Reproduce every text line of the entries below word for word, leaving the pictures out.
— Start of ENTRIES SUPPLIED —
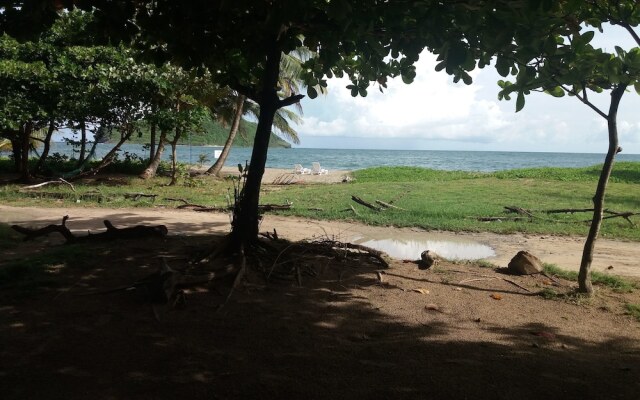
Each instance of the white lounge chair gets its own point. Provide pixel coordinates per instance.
(317, 170)
(298, 169)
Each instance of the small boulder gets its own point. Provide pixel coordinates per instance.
(427, 259)
(525, 263)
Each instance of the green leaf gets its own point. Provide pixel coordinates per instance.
(312, 92)
(587, 36)
(503, 67)
(520, 101)
(556, 92)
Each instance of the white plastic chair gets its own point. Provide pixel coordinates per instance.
(300, 170)
(317, 170)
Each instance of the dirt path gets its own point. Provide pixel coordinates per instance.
(623, 257)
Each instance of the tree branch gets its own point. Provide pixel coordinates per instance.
(584, 100)
(291, 100)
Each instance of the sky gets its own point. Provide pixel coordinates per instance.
(433, 113)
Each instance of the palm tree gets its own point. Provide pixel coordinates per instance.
(291, 70)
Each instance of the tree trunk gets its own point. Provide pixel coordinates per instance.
(584, 276)
(217, 166)
(83, 142)
(156, 158)
(152, 142)
(174, 158)
(47, 146)
(16, 151)
(246, 218)
(106, 160)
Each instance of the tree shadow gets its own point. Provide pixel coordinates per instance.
(334, 337)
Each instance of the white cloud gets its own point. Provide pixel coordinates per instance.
(434, 109)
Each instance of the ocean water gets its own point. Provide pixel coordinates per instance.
(349, 159)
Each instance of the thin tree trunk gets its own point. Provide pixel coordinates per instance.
(47, 146)
(156, 158)
(25, 147)
(217, 166)
(106, 160)
(584, 276)
(174, 158)
(152, 142)
(16, 151)
(83, 142)
(246, 218)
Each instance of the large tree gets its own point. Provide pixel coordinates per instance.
(555, 55)
(242, 43)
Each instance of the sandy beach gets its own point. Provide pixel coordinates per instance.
(287, 176)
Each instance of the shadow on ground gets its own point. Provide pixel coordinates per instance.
(330, 338)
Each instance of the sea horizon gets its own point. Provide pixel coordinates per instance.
(354, 159)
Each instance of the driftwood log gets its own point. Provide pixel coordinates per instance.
(365, 203)
(389, 205)
(111, 233)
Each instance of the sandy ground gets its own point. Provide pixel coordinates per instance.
(565, 252)
(272, 175)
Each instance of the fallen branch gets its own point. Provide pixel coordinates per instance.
(60, 180)
(624, 215)
(493, 219)
(495, 278)
(519, 210)
(272, 207)
(366, 204)
(112, 232)
(137, 196)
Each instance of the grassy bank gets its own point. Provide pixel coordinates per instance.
(454, 200)
(430, 199)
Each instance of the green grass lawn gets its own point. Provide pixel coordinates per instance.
(430, 199)
(454, 200)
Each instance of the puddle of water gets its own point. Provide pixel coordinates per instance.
(411, 249)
— End of ENTRIES SUPPLIED —
_ANSWER_:
Each instance of the white lounge chair gets its own point. Provide pixel coordinates per instance.
(317, 170)
(298, 169)
Each instance of the small boulder gets its own point. Provide pixel coordinates per instance.
(427, 259)
(525, 263)
Each instance of the green leaf gets its own point. Provide pixel coordinates per instance.
(312, 92)
(587, 36)
(503, 67)
(520, 101)
(556, 92)
Each instance of the white plastic chair gets its own point. Provide pixel coordinates per instance.
(300, 170)
(317, 170)
Each instance of the dirt path gets its own point. Provide pixel coordinates per instance.
(623, 257)
Each instance of the tree branch gets its own point. Provide pixel coordinates per instance.
(584, 100)
(291, 100)
Each instance of the sky gets its own point. Provide pixel coordinates per instance.
(433, 113)
Each instance of the palm tree gets its own point. Provide pixel coordinates per instance.
(291, 70)
Each instance of the tree trunk gets its own point. Provide pixel coordinates per instance.
(584, 276)
(217, 166)
(83, 142)
(156, 158)
(152, 142)
(174, 158)
(47, 146)
(16, 151)
(246, 218)
(106, 160)
Each instance of the tree shadow gets its own point. Provide pixel coordinates per instance.
(334, 337)
Each instance of the white cloud gets its own point. Provide pixel coordinates per instance.
(434, 109)
Each instance of the ocean water gets its own point. Provide pixel coordinates per instance.
(349, 159)
Each instance of the thin tree trunk gets its own point. Provide pixel coordinates per instance.
(47, 146)
(156, 158)
(25, 147)
(217, 166)
(106, 160)
(584, 276)
(174, 158)
(152, 142)
(16, 151)
(83, 142)
(246, 218)
Each instance of the large tree gets its own point. Provide pixel coordinates per instance.
(555, 55)
(242, 43)
Each instance of the sandy beach gets its own point. Provide pixel coordinates per instance.
(287, 176)
Each instance of the shadow on ground gets its own point. Provide pixel coordinates per instance.
(330, 338)
Each instance of the sea horizon gets its own point. Provide pixel coordinates per instance.
(354, 159)
Each instance of the driftwood log gets its own point. Provide pixel coordinates per instance.
(365, 203)
(389, 205)
(111, 233)
Each instance of the sandy ground gets its own point. Provide pixel coordinates per instance.
(565, 252)
(272, 175)
Each instance of the fallen branch gets its own point. Provide pixel coordinates per instance.
(60, 180)
(624, 215)
(493, 219)
(495, 278)
(519, 210)
(272, 207)
(366, 204)
(112, 232)
(137, 196)
Each instance of the grassy bank gets its own point. Provide pixel coordinates per instance.
(454, 200)
(430, 199)
Each instance of the green grass lawn gets its own point. Provide pixel coordinates per instance.
(430, 199)
(454, 200)
Each instance of the puddle of water gets its own point. Provide pixel coordinates per instance.
(411, 249)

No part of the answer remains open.